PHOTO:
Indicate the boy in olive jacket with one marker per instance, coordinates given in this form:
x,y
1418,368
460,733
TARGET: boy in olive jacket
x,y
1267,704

REQUIRED TASK - Copy every line of the material above, requests included, shifting each number in the answer coordinates up by 102. Leave the numbers in the requests and their format samples unchanged.

TASK RESPONSE -
PHOTO:
Indicate the boy in olive jacket with one marker per instance, coordinates given in this form:
x,y
1418,368
460,733
TARGET: boy in olive jacket
x,y
1369,806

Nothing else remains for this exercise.